Stored dataset items:
+ + + +
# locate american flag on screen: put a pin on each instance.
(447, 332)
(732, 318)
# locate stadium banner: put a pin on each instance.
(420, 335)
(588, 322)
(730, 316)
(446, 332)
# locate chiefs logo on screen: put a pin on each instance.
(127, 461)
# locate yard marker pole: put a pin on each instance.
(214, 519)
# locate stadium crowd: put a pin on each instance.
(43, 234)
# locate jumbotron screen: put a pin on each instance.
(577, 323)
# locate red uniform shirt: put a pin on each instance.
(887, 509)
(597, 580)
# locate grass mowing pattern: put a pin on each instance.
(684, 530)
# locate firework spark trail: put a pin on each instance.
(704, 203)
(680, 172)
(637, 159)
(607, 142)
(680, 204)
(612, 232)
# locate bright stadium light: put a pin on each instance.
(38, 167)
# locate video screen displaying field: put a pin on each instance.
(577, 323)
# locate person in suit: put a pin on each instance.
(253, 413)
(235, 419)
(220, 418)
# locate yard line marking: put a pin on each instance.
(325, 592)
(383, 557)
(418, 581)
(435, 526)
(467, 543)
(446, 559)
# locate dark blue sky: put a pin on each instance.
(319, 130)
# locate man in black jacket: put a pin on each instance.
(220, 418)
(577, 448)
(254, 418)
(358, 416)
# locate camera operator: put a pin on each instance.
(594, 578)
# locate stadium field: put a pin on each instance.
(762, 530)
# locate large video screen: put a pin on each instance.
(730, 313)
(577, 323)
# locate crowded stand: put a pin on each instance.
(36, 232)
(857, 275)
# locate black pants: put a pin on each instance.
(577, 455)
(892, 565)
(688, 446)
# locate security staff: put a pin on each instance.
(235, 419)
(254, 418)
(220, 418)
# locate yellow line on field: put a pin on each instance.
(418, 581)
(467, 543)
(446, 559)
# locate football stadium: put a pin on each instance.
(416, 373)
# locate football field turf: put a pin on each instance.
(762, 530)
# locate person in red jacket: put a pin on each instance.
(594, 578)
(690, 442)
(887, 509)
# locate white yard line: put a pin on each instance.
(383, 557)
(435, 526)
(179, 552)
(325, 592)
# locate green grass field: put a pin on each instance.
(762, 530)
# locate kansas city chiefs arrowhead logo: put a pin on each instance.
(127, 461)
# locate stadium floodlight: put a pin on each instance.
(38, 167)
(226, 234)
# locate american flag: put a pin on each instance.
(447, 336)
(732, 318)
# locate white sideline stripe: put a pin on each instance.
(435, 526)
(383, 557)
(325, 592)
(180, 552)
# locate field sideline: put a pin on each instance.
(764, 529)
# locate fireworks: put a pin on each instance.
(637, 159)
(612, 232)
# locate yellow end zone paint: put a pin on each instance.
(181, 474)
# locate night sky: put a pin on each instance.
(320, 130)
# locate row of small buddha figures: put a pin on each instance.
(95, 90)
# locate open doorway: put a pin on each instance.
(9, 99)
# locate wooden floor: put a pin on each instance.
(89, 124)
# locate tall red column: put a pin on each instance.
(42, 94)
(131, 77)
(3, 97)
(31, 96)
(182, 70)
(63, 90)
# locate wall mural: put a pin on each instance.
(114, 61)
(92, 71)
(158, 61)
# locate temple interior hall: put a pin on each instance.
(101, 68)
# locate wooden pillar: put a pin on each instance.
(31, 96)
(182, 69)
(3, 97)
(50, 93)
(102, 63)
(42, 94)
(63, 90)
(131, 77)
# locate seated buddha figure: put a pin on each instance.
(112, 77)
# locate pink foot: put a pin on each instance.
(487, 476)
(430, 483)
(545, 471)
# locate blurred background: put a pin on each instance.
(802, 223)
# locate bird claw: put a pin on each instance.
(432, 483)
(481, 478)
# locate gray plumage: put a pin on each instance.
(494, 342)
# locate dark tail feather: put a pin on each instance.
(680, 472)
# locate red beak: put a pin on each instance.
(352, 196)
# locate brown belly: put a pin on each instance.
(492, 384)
+ + + +
Please give back all of the data exactly as it appears.

# locate american flag on screen: put a pin on each instance.
(447, 332)
(732, 318)
# locate stadium banner: put a pin on each instance.
(420, 335)
(588, 322)
(730, 316)
(446, 332)
# locate chiefs logo on screen: put a pin on each instance.
(127, 461)
# locate yard marker pole: put a pin on each instance.
(214, 519)
# locate stadium crowd: put a pin on each instance.
(43, 234)
# locate jumbotron screen: put a pin on each instance.
(577, 323)
# locate red uniform shirt: put a pin on each instance.
(887, 509)
(597, 580)
# locate grass mowing pattern: put a pin on each instance.
(684, 530)
# locate firework spark trail: put a pin on each instance.
(704, 203)
(680, 172)
(637, 159)
(607, 142)
(680, 204)
(612, 232)
# locate bright stadium light: put a pin on each instance.
(38, 167)
# locate video screen displaying field: put a pin on each instance.
(577, 323)
# locate person in suit: put a pin on each instance.
(253, 413)
(235, 419)
(220, 418)
# locate yard line marking: put a pin on each instance.
(325, 592)
(383, 557)
(418, 581)
(435, 526)
(467, 543)
(446, 559)
# locate dark blue sky: put a pin on each instance.
(319, 130)
# locate man in black jacket: put a pin on each instance.
(220, 418)
(577, 448)
(254, 418)
(358, 416)
# locate camera operator: put a pin on each instance.
(594, 578)
# locate stadium field: put a pin on each instance.
(762, 530)
# locate large video screen: put a pin on each instance.
(730, 313)
(577, 323)
# locate crowded stand: put a pin on each instance.
(36, 232)
(857, 275)
# locate black pants: put a pin on each instance.
(577, 455)
(892, 565)
(688, 446)
# locate security staff: put a pin on each instance.
(235, 419)
(254, 418)
(220, 418)
# locate yellow line on field: put a pin on each instance.
(418, 581)
(467, 543)
(446, 559)
# locate football stadium: put a pin on each instance.
(416, 373)
# locate football field turf: put a pin on each instance.
(762, 530)
# locate person in red jacket: put a pin on each instance.
(594, 578)
(690, 442)
(887, 509)
# locate white yard line: put a pin on each instance.
(383, 557)
(435, 526)
(179, 552)
(325, 592)
# locate green grass field: put a pin on each instance.
(762, 530)
# locate kansas city chiefs arrowhead logo: put a pin on each instance.
(127, 461)
# locate stadium floodlight: put a pin on each instance.
(38, 167)
(226, 234)
# locate american flag: put a pin on each instance.
(447, 336)
(732, 318)
# locate white sideline stripe: put a pin on each instance.
(435, 526)
(383, 557)
(325, 592)
(180, 552)
# locate field sideline: put a pin on each instance.
(764, 529)
# locate fireworks: put a pin on each instance.
(637, 159)
(612, 232)
# locate yellow end zone paint: put a pin on each instance.
(181, 474)
# locate night sky: put a pin on each instance.
(320, 130)
# locate row of small buddha figures: put a pin on each instance.
(95, 90)
# locate open doorway: put a pin on each instance.
(9, 99)
# locate wooden floor: put a pin on each instance.
(89, 124)
# locate tall red column: put a pin on each instance.
(42, 94)
(131, 77)
(3, 97)
(31, 96)
(182, 70)
(63, 90)
# locate wall mural: put a pin on each instance.
(114, 61)
(92, 71)
(158, 61)
# locate temple interior hall: put a pin on each instance.
(101, 68)
# locate wooden pillar: put a pin on each instance.
(31, 96)
(182, 69)
(3, 97)
(50, 93)
(102, 63)
(42, 94)
(63, 90)
(131, 77)
# locate seated buddha figure: put a pin on each instance.
(112, 77)
# locate pink foot: put a pin on each instance.
(487, 476)
(430, 483)
(545, 471)
# locate blurred background: put a pin on each instance.
(802, 223)
# locate bird claw: put a pin on each instance.
(432, 483)
(481, 478)
# locate gray plumage: put a pin on each instance.
(494, 342)
# locate dark tail feather: put a pin on each instance.
(680, 472)
# locate red beak: put a pin on each instance.
(352, 196)
# locate brown belly: put a pin on each instance.
(492, 384)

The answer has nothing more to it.